(Given data begins)

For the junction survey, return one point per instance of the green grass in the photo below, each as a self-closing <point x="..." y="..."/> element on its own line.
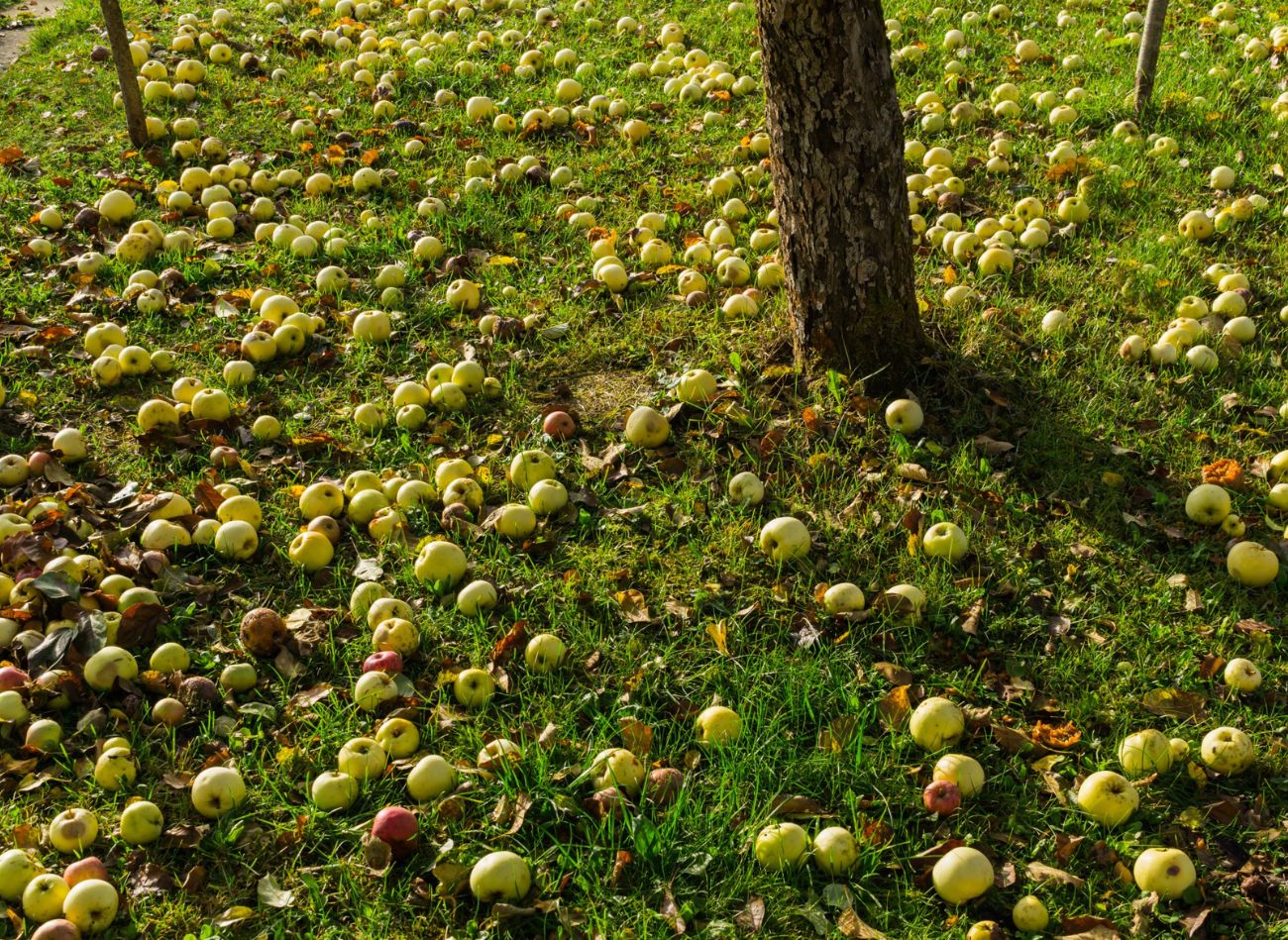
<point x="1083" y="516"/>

(Given data ends)
(Given data begins)

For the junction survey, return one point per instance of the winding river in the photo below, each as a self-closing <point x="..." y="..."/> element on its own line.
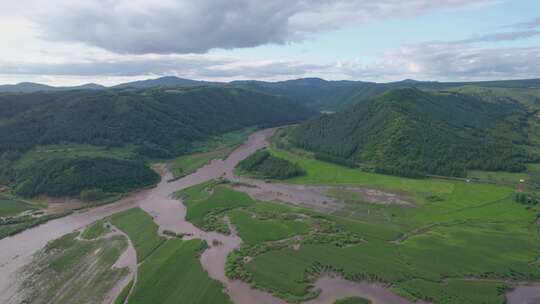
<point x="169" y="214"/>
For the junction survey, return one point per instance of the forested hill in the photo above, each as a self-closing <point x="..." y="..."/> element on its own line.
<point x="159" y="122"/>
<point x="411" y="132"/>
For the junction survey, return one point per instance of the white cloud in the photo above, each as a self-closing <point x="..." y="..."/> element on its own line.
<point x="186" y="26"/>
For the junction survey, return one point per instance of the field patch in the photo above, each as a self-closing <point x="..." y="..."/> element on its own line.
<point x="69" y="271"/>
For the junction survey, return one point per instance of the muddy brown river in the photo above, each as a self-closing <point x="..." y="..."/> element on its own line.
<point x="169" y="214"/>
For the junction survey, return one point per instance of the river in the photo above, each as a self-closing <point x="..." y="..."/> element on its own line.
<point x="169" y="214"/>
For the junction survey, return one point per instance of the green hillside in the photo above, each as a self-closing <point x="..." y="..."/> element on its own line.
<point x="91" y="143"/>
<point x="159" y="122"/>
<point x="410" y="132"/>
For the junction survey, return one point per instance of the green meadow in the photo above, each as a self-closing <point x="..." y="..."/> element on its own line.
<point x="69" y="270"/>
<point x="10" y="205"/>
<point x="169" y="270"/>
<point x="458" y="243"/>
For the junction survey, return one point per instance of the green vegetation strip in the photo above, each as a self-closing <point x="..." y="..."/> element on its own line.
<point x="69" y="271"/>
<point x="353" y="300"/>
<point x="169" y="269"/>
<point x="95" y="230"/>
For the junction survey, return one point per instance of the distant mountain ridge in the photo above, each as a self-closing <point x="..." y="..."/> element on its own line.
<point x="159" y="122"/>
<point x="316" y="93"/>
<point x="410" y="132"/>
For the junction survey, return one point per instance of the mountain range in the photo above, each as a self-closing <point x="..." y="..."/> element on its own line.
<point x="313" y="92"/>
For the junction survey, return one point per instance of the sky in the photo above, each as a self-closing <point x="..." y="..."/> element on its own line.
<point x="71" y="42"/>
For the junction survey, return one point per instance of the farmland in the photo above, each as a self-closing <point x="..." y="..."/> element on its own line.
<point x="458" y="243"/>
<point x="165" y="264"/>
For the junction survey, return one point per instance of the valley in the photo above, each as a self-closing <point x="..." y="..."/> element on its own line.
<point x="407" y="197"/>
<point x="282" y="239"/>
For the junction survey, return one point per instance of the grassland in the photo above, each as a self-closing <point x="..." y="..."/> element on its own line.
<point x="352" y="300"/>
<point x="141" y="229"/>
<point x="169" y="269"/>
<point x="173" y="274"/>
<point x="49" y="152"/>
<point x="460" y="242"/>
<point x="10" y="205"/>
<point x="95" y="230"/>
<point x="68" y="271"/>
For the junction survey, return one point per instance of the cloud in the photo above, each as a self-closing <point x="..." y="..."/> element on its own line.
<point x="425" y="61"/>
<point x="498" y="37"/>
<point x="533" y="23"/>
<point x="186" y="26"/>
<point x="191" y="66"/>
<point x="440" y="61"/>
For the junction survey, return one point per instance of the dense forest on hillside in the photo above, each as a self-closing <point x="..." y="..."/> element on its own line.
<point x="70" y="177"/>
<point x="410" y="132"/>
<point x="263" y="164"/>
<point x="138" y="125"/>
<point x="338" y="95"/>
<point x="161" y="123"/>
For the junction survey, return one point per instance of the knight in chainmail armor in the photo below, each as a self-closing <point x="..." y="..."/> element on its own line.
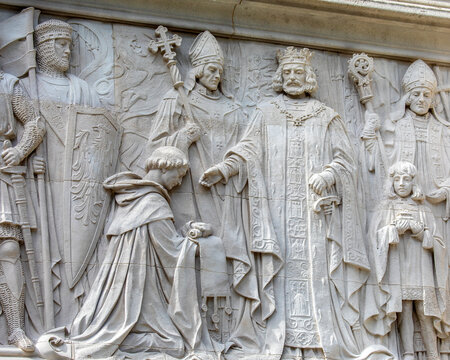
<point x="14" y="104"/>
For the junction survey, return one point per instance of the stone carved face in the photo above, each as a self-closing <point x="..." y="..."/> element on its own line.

(Given data ends)

> **Required work**
With the pictures left out, write out exactly the lines above from the one containing "of the knight" through the one containing "of the stone".

> **Response**
For the junction survey, return one point per instance of the knight in chainmail armor in the photo below, each as a self-closing <point x="..." y="..."/> element on its own line.
<point x="14" y="104"/>
For the junction survey, return one point per instance of the stone carved face in the photo above, each as a self-closing <point x="..." y="..."/> element on its own line.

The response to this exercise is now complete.